[Your goal] Copy the lines of the listing word for word, beginning with the line that contains "Find the car windshield" and ending after the line that contains "[(148, 196)]".

___ Data supplied

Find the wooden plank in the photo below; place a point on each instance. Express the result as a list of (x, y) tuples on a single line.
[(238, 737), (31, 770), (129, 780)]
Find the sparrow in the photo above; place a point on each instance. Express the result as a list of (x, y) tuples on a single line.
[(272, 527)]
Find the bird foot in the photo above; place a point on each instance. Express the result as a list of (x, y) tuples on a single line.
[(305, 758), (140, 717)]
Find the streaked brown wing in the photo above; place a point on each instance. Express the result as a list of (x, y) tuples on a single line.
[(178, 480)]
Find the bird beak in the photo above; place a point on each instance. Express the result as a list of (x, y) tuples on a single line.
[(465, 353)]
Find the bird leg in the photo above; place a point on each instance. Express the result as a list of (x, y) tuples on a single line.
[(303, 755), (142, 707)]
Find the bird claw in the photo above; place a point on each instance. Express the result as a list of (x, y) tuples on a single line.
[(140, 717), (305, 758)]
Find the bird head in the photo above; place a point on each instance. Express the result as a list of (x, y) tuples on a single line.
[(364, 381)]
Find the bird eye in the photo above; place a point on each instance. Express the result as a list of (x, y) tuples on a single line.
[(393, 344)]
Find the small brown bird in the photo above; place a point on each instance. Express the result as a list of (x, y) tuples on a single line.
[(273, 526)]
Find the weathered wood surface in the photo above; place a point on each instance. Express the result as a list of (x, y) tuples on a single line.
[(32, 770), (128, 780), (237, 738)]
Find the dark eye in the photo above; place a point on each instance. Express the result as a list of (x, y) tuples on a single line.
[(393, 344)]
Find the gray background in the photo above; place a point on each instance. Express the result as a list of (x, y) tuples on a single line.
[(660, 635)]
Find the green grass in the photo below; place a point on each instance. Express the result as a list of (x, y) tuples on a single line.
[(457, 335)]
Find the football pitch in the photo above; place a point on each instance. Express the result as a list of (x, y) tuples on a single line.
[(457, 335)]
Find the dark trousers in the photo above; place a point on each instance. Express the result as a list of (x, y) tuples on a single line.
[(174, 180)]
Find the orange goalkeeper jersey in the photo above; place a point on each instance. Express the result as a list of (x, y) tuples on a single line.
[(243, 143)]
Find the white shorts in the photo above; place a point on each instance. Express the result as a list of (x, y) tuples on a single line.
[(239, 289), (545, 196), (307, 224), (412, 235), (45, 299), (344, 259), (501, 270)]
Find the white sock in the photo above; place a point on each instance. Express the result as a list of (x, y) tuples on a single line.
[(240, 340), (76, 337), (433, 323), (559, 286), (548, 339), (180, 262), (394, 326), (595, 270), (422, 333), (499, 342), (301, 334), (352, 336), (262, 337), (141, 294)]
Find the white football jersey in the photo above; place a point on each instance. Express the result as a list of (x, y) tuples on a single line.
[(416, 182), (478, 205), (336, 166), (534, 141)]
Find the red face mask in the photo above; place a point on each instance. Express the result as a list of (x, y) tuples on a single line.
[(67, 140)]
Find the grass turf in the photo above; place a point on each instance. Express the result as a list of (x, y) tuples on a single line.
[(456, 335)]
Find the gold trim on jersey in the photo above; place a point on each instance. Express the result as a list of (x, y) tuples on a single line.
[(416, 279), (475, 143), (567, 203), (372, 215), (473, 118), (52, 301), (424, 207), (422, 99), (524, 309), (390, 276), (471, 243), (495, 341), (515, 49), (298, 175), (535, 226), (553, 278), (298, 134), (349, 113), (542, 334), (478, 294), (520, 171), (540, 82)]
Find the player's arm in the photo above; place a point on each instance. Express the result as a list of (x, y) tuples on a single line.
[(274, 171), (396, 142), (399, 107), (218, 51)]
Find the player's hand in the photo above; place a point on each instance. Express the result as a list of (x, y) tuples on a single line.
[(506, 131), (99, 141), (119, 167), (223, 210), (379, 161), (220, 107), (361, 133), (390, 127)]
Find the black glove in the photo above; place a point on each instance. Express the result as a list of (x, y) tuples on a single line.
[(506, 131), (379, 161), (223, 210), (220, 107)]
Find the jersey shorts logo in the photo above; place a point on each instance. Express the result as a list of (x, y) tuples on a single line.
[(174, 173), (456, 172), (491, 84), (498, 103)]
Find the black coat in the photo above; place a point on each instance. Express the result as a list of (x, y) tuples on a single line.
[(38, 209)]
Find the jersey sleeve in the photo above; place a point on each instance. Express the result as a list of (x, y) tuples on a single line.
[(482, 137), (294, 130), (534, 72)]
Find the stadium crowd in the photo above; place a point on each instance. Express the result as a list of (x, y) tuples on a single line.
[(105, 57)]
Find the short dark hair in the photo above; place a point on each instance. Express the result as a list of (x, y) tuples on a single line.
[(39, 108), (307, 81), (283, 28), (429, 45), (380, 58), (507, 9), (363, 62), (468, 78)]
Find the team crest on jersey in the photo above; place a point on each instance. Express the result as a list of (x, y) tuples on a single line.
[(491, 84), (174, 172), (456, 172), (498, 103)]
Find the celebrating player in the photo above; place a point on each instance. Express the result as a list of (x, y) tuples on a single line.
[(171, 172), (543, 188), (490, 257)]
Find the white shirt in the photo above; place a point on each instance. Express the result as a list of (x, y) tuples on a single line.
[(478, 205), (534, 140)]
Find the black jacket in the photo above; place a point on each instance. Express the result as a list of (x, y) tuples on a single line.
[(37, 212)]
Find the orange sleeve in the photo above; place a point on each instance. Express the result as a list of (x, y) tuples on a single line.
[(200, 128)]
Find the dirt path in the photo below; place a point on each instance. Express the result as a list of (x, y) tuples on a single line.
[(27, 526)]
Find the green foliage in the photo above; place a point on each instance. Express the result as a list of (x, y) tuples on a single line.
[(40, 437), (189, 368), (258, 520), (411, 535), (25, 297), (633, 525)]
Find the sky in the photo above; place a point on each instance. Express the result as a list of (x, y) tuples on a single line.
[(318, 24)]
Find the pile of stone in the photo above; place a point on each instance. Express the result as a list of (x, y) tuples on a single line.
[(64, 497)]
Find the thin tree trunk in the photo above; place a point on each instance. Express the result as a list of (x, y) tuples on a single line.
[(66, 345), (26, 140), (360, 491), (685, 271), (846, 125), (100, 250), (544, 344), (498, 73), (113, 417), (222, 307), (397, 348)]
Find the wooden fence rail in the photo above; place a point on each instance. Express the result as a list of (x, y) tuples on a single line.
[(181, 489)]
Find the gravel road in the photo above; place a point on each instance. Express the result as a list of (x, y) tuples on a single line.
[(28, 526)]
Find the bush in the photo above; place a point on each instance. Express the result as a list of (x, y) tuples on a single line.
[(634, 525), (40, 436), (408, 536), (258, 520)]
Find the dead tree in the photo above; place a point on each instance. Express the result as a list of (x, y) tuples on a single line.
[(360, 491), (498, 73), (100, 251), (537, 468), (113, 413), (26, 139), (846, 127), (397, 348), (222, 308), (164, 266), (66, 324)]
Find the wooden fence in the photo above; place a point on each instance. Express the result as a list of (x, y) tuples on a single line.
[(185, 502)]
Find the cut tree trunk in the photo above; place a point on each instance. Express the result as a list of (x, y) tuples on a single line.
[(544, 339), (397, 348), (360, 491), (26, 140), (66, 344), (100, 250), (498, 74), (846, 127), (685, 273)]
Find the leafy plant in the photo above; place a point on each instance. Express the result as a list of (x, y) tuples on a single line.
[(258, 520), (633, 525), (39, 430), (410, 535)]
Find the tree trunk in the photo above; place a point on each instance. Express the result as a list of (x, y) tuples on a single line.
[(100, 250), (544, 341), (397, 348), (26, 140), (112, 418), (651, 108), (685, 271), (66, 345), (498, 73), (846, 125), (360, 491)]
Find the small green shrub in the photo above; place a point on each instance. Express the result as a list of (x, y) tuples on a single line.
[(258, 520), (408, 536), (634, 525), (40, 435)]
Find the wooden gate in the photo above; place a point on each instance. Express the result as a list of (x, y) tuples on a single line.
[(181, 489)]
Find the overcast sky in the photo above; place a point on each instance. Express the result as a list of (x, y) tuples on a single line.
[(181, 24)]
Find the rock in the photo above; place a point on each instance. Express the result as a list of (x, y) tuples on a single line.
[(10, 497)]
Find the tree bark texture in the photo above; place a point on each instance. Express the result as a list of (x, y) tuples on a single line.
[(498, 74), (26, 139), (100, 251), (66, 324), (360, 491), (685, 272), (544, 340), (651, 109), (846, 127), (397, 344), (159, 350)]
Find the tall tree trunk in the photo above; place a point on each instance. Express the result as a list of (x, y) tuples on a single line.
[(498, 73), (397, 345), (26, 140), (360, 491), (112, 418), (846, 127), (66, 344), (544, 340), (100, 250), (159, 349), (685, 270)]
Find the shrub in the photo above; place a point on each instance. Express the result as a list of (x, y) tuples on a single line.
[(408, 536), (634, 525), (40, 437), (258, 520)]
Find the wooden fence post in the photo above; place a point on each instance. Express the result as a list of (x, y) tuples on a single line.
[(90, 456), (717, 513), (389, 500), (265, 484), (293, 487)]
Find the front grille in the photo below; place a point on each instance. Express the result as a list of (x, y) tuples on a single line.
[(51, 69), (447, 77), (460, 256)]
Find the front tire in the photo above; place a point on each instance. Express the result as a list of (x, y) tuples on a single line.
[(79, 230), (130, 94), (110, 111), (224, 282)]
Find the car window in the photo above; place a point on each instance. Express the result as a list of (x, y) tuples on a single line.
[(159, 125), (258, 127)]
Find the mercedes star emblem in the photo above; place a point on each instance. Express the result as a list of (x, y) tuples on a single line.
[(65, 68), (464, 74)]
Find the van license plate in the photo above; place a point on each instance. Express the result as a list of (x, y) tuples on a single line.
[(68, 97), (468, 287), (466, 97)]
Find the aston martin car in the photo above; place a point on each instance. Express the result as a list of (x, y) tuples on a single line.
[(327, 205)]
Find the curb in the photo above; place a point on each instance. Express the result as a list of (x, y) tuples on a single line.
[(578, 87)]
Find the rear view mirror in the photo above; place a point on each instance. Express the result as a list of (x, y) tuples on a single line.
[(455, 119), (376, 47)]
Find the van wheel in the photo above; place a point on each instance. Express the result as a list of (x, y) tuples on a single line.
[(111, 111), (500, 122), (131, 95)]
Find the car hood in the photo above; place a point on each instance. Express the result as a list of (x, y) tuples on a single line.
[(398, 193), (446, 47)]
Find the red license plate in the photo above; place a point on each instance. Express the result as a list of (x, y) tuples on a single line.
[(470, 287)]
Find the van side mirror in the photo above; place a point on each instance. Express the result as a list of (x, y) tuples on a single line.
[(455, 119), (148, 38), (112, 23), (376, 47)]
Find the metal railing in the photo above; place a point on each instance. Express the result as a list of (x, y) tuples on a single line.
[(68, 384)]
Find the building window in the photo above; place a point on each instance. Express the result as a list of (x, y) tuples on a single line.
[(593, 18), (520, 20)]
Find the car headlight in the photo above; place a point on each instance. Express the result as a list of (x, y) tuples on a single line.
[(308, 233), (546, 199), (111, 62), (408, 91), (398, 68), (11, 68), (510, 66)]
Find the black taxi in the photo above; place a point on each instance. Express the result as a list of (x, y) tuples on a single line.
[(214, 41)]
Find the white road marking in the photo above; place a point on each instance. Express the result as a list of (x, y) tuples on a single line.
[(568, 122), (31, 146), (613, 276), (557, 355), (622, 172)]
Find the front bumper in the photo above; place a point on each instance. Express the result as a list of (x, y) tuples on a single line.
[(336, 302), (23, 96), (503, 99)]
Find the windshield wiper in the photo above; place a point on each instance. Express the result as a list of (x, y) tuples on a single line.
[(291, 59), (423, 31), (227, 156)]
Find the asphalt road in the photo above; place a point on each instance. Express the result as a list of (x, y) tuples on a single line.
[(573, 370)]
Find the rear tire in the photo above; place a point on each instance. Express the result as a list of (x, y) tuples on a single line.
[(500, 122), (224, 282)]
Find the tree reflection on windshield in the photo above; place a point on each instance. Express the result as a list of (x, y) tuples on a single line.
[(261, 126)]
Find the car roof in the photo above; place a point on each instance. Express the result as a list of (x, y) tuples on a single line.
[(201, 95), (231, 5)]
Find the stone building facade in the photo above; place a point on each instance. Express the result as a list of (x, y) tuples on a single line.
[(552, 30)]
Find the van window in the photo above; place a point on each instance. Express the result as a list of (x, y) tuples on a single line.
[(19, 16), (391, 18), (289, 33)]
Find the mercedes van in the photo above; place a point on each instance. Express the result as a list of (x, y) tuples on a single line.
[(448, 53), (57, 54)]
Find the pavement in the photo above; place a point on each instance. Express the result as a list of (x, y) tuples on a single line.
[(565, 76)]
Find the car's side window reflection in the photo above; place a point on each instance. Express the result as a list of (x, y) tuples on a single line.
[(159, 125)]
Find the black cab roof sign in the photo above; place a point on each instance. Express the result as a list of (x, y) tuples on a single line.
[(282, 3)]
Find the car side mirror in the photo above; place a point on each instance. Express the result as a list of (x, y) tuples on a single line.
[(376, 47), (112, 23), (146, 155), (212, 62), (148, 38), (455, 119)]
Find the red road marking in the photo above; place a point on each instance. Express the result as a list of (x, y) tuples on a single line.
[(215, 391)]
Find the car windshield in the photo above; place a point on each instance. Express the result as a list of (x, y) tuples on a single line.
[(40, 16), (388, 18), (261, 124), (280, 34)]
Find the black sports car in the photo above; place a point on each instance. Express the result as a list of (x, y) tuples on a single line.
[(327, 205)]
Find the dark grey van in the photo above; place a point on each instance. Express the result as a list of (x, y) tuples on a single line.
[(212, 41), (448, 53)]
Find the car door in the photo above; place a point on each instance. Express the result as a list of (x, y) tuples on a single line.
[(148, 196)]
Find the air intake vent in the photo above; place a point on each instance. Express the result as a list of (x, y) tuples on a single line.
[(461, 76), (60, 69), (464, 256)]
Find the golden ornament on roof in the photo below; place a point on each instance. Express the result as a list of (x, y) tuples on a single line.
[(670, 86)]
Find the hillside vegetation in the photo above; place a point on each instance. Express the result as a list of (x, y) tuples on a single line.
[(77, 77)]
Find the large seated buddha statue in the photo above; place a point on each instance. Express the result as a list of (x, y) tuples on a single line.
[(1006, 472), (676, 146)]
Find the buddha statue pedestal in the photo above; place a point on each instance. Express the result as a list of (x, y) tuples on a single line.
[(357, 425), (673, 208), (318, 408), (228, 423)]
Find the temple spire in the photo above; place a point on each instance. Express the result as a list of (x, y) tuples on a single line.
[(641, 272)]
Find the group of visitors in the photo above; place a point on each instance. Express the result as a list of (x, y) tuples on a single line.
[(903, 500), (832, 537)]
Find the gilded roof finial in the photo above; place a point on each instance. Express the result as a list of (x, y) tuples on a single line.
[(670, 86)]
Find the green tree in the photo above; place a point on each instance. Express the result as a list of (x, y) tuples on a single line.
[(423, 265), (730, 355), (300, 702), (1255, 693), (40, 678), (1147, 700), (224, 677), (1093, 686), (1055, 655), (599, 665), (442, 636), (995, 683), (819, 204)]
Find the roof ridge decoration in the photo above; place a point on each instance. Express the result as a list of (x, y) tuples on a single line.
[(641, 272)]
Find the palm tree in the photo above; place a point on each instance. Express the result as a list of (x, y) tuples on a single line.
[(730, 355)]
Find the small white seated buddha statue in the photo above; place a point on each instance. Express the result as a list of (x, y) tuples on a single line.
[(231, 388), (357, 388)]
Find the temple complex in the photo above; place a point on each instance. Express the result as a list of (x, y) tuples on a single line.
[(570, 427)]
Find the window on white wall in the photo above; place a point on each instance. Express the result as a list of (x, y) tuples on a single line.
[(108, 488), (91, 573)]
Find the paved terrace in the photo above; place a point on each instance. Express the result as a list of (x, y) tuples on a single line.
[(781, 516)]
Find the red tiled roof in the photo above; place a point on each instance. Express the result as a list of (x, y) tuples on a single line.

______

[Solved problem]
Find the car windshield in the photo above; place a point on each instance. Express the result as a list of (x, y) tuples on a single line.
[(40, 16), (388, 18), (261, 124), (280, 34)]
Find the black sports car in the photo above; place a point on each instance. Express the result as a list of (x, y) tuples on a single line.
[(327, 205)]
Find the dark grey van in the photo above; place a point on each instance. Express the result as a list of (x, y) tuples on a single line.
[(212, 41), (448, 53)]
Find the car door in the photo above; place a point on each instance. Express the result as a list of (x, y) tuples on a single line.
[(148, 196)]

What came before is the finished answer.